# Recorded data
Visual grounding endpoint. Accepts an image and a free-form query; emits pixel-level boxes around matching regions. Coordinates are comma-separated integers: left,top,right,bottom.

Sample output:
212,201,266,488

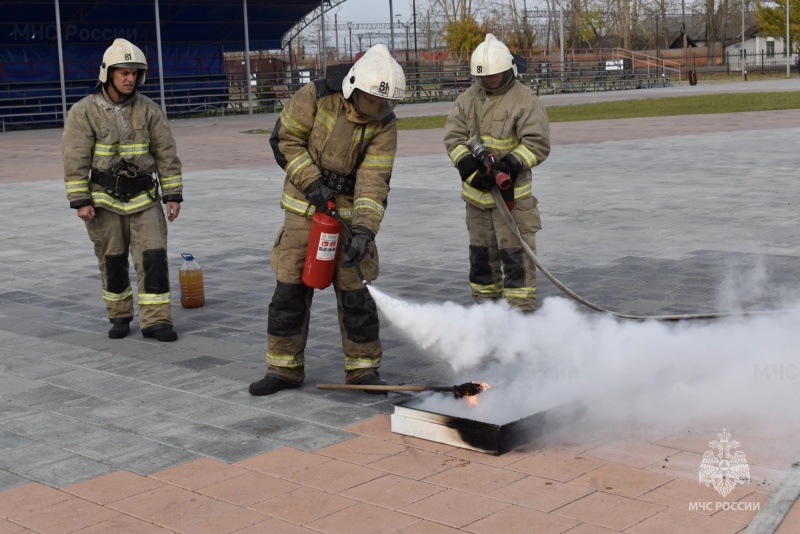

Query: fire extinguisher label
317,232,339,261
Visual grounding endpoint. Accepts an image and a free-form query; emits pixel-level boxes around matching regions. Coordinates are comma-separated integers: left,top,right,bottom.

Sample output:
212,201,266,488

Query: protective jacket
270,80,397,238
64,86,183,215
444,81,550,209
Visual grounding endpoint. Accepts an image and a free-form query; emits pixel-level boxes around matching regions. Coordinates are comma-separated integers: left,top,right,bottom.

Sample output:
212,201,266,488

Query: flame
467,382,492,406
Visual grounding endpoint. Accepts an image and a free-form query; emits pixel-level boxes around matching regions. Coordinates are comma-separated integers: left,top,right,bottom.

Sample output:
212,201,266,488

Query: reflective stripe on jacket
444,81,550,208
63,88,183,215
270,80,397,234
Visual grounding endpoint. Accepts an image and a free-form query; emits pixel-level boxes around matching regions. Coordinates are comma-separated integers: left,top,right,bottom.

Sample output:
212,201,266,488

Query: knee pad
267,282,313,337
469,245,494,285
142,248,169,295
103,254,131,294
339,288,381,343
500,248,525,287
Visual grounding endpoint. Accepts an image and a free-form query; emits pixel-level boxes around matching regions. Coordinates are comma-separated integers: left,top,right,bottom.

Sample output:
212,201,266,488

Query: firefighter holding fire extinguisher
249,44,406,395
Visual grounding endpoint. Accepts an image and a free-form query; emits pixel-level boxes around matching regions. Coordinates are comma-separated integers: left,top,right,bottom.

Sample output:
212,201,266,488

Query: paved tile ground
0,79,800,534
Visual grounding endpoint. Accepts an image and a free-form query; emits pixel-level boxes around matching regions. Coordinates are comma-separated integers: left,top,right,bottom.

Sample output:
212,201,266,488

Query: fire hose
492,187,778,321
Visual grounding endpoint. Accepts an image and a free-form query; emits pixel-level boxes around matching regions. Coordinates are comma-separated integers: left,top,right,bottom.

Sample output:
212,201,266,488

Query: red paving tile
507,450,606,482
150,458,247,490
369,449,465,480
585,441,680,468
424,462,526,495
236,447,330,478
10,497,120,534
399,490,510,528
775,500,800,534
198,471,300,507
109,486,265,534
462,506,578,534
0,483,74,520
553,491,664,530
316,436,408,465
286,460,384,493
308,503,419,534
488,476,593,512
250,487,359,525
625,508,742,534
64,471,164,504
568,523,620,534
0,519,31,534
340,475,445,510
397,519,461,534
571,464,673,497
67,515,175,534
638,478,752,515
714,491,767,525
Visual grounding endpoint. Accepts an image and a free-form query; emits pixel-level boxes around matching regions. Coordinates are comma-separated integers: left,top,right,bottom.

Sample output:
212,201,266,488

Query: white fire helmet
470,33,517,91
99,39,147,85
342,44,406,120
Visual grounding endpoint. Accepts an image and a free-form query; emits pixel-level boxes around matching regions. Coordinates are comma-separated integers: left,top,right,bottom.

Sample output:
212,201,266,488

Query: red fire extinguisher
302,200,341,289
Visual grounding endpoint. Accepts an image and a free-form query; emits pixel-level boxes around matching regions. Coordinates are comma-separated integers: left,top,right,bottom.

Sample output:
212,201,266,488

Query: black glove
343,226,375,267
494,156,521,182
456,154,485,182
305,178,335,212
469,171,495,191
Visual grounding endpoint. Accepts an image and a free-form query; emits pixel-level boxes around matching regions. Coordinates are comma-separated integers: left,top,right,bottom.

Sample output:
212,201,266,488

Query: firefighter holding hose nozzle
444,34,550,312
249,44,406,396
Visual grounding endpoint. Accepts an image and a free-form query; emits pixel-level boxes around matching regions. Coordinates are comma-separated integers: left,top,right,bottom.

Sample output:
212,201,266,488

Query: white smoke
370,287,800,428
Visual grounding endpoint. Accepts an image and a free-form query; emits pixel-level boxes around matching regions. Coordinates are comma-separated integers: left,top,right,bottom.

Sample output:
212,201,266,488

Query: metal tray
391,399,584,455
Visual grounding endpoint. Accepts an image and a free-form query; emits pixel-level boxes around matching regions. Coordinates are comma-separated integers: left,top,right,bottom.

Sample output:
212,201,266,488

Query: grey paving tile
8,385,86,410
108,411,186,438
3,412,108,446
0,468,33,491
110,444,201,475
69,431,155,463
24,456,118,488
153,422,234,451
0,400,43,426
0,375,42,398
0,442,76,474
190,433,285,463
0,429,35,453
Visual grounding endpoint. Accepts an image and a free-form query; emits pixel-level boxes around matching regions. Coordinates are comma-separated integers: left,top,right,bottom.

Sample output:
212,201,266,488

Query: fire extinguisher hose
492,187,781,321
330,209,369,286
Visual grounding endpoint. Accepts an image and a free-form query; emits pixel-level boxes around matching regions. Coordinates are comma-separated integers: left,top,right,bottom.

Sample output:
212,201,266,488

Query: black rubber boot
249,375,300,397
142,324,178,341
108,319,131,339
348,371,389,395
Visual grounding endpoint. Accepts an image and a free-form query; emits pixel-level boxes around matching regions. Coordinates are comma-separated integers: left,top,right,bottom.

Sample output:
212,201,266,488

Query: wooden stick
317,384,453,393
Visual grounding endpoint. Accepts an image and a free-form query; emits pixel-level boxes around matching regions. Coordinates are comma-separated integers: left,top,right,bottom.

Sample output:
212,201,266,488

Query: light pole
347,22,353,61
411,0,418,63
394,13,408,59
741,0,748,81
786,0,792,78
390,0,397,57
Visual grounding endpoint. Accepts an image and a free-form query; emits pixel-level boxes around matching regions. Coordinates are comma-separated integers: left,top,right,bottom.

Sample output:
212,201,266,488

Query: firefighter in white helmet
63,39,183,341
444,34,550,312
250,44,405,395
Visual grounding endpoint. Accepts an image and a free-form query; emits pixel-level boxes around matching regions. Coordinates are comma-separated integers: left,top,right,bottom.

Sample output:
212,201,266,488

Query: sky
330,0,422,24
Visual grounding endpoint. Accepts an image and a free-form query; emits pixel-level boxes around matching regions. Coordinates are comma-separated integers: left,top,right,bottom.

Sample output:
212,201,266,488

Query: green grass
397,91,800,130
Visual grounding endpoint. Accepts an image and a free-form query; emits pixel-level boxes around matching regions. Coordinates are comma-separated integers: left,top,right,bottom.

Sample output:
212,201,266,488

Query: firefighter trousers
267,211,383,384
466,197,542,312
86,204,172,331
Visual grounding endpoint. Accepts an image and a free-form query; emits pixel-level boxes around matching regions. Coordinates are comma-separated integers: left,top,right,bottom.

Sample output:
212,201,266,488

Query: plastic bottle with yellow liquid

# Stated goal
Copy out every line from the start of the recorded data through the line with "467,382,492,406". Multiply each box coordinate in the answers by 1.55 and round to whole numbers, halves up, leave all other numbers unchanged, and omit the pictures.

# Written reply
Visual grounding endpoint. Accepts an image and a free-form query; emits pixel-level boxes around matching regions. Coordinates are comma-separated integers: left,top,right,bottom.

Sample output:
212,201,266,488


Query: fire extinguisher label
491,360,525,405
Visual grounding endpoint. Accepts an image and a free-form query; emits pixel-level boxes around matching regions. Coordinates are comma-separated integers: left,top,right,bottom.

Sample output:
212,201,266,488

Query: protective jacket
419,124,615,369
99,133,284,333
688,126,853,324
Visual grounding endpoint. Accepts an image and a free-form query; emits pixel-level boxes around matching regions. Coordinates are comma-separated integers: left,top,right,bottom.

Sample output:
212,201,266,488

Query: flame
724,592,763,629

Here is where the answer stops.